* Begin Recorded information *

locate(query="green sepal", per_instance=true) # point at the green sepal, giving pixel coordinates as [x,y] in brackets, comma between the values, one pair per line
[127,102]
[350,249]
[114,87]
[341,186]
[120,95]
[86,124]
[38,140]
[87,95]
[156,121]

* End Recorded information *

## The request
Render the rows above as a Markdown table with the columns No. and Line. Put each line's number in No. and its text in Line, and skip any blank lines.

## Correct result
| No. | Line |
|---|---|
| 1 | locate(query="green sepal", per_instance=true) # point at the green sepal, giving pixel coordinates as [x,y] in brackets, comma between the values, one pair per line |
| 2 | [127,102] |
| 3 | [350,249] |
| 4 | [114,87] |
| 5 | [341,186] |
| 6 | [120,95] |
| 7 | [86,124] |
| 8 | [38,140] |
| 9 | [87,95] |
| 10 | [156,121] |